Objective
Reproduce the listing verbatim, starting at the line that contains "# Provide the mask of every instance of the wooden" and stopping after the line that contains "--target=wooden wall".

::::::::::

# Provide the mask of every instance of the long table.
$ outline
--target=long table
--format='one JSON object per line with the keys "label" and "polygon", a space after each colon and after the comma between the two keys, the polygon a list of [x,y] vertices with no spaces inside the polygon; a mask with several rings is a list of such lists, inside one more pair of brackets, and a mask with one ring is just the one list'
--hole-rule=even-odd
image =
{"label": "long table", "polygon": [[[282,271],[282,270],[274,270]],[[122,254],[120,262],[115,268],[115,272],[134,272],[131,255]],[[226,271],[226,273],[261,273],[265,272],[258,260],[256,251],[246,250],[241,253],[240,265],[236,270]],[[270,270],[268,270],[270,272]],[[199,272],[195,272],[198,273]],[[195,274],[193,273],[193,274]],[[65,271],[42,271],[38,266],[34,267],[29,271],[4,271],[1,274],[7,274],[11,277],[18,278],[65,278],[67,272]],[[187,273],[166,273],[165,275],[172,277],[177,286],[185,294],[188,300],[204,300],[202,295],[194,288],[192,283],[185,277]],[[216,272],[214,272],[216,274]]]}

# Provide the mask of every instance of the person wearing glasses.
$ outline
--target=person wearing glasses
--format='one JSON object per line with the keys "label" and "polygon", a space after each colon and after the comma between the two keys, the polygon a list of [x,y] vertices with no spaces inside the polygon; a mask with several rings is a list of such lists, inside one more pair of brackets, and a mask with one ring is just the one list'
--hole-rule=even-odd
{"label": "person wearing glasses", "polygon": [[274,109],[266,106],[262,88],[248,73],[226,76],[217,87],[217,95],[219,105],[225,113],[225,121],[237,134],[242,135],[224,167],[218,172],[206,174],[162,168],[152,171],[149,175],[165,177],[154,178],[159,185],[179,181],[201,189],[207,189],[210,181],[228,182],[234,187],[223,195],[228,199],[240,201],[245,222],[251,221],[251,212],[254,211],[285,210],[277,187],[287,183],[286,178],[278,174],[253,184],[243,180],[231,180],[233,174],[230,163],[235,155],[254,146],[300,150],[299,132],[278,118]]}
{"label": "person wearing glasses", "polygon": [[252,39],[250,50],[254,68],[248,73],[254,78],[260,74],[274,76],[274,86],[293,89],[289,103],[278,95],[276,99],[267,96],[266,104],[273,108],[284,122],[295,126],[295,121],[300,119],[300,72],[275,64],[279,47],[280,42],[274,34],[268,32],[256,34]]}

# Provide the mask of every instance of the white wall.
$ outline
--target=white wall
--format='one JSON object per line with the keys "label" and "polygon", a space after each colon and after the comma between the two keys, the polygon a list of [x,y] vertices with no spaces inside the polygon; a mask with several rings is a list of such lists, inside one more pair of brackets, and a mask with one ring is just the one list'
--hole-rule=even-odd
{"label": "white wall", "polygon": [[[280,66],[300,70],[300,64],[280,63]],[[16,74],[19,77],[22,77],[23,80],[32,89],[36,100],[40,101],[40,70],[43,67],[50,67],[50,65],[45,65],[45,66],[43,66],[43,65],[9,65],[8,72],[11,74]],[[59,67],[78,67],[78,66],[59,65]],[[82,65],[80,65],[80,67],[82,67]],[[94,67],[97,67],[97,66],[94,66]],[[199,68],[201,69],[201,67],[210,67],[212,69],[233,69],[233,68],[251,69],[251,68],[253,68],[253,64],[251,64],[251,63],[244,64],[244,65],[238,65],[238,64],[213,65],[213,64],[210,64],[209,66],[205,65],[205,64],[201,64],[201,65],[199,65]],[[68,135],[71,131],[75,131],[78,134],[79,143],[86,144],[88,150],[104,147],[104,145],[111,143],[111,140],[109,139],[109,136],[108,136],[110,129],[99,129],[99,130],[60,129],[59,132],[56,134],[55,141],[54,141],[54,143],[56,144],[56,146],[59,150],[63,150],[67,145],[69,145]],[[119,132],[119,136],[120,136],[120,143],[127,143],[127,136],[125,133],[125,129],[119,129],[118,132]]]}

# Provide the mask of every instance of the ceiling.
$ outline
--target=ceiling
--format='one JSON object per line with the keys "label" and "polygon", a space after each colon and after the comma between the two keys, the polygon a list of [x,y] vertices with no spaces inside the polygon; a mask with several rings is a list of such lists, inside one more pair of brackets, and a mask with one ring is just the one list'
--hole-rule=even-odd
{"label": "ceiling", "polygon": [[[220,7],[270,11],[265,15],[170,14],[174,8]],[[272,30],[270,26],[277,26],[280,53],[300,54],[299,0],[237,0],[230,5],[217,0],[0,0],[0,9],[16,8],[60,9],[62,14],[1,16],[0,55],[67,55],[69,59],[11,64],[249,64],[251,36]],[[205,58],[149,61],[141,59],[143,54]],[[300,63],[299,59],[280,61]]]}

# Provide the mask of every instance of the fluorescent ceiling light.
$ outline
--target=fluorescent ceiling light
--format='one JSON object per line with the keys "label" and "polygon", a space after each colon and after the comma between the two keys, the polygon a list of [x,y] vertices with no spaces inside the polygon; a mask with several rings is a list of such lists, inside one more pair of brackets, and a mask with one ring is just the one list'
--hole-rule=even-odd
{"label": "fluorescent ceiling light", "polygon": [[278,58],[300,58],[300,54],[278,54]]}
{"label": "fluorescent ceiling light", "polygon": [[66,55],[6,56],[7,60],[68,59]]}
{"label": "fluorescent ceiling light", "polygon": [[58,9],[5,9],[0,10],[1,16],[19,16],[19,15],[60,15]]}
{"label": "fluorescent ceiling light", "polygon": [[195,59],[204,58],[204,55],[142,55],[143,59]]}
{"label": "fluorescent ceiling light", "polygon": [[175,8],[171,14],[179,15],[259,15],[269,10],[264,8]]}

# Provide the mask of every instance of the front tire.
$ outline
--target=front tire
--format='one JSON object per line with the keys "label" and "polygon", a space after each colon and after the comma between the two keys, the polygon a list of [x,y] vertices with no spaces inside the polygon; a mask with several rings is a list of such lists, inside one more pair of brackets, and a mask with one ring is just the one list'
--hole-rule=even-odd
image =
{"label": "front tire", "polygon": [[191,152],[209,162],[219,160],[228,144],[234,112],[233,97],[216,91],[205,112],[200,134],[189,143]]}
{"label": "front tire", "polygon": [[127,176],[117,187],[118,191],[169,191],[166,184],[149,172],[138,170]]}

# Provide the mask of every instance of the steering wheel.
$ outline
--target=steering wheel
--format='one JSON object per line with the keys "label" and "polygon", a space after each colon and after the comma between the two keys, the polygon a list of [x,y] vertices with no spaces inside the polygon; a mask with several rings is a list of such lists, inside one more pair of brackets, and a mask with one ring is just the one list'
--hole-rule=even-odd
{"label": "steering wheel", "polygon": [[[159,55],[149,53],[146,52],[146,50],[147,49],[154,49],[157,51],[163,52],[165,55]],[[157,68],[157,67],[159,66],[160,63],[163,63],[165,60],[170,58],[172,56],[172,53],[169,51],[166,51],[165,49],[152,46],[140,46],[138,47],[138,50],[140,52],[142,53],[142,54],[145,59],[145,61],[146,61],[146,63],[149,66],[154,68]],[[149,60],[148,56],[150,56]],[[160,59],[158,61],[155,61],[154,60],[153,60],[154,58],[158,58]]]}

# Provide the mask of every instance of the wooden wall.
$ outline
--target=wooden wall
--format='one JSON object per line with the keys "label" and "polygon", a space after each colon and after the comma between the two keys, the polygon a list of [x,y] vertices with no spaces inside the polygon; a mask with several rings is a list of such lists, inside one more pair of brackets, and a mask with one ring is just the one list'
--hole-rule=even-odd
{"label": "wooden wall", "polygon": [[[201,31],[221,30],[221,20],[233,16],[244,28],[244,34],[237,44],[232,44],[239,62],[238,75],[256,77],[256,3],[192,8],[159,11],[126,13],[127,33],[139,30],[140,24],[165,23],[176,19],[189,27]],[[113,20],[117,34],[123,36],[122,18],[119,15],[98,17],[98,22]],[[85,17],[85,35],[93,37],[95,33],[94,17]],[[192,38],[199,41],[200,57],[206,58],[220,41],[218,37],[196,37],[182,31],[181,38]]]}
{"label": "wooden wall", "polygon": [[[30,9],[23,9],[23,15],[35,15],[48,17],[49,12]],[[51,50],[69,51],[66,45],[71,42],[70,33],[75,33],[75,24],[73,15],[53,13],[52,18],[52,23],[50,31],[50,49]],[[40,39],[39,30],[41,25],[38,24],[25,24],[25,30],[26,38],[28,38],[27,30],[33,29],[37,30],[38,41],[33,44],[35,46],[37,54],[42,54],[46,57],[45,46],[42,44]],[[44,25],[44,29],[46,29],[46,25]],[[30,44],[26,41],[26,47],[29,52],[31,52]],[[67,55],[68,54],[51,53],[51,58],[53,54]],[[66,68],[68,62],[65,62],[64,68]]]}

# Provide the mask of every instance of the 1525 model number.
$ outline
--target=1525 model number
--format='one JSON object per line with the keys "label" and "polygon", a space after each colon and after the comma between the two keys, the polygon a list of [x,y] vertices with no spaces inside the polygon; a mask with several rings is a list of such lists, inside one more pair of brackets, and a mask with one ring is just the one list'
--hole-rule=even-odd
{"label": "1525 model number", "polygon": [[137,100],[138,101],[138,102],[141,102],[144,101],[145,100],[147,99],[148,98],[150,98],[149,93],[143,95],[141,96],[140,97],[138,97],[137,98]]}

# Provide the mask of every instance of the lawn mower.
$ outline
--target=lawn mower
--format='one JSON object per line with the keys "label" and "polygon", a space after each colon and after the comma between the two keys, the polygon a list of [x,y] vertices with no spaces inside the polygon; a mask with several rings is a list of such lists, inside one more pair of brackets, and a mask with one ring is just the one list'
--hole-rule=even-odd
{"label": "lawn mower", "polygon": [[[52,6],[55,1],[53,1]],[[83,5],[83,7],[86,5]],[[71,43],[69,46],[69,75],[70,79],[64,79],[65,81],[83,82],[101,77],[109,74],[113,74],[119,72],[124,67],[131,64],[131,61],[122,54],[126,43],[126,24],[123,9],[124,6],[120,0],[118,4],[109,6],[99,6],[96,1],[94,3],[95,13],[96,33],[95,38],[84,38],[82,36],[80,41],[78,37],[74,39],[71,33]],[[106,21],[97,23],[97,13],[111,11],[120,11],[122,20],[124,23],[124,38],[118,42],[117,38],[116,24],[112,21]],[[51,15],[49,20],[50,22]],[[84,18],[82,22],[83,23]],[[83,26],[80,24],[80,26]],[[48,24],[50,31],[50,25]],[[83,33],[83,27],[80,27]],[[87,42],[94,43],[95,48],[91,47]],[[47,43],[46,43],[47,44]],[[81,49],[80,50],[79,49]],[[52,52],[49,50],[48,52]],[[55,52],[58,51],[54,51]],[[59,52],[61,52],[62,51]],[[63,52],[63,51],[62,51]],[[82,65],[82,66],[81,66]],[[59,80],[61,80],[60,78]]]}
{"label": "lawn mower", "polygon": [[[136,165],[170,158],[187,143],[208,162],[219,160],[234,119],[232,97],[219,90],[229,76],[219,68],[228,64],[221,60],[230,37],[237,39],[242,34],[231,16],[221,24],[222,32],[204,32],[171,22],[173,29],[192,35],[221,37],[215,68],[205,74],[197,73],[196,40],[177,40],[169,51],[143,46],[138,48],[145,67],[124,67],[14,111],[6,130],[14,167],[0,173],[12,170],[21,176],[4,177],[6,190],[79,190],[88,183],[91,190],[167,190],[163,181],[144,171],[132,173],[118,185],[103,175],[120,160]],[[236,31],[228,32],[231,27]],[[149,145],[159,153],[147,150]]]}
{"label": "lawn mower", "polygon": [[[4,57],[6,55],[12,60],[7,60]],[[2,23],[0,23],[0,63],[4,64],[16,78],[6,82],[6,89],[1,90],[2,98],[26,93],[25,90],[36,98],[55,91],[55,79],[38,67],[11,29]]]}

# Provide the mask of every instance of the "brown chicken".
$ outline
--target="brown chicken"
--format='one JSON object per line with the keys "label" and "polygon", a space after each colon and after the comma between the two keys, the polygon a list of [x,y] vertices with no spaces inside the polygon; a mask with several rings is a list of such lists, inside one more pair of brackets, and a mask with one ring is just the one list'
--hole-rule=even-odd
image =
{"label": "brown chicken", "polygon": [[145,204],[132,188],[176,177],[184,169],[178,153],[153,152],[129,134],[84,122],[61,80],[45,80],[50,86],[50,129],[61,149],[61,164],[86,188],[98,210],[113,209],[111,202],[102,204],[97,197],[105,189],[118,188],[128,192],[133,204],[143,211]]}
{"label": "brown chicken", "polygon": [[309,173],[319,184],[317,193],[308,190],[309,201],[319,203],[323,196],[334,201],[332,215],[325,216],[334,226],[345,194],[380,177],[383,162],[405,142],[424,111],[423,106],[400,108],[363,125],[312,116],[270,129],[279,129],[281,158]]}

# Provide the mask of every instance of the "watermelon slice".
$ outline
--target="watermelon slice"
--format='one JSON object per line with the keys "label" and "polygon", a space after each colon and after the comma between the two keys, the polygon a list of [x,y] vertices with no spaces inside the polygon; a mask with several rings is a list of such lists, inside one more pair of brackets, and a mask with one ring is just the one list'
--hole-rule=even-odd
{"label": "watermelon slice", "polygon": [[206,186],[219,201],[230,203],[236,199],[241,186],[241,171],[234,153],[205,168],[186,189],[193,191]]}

::::::::::

Solution to the problem
# Provide the mask of every instance of the wooden wall.
$ outline
--target=wooden wall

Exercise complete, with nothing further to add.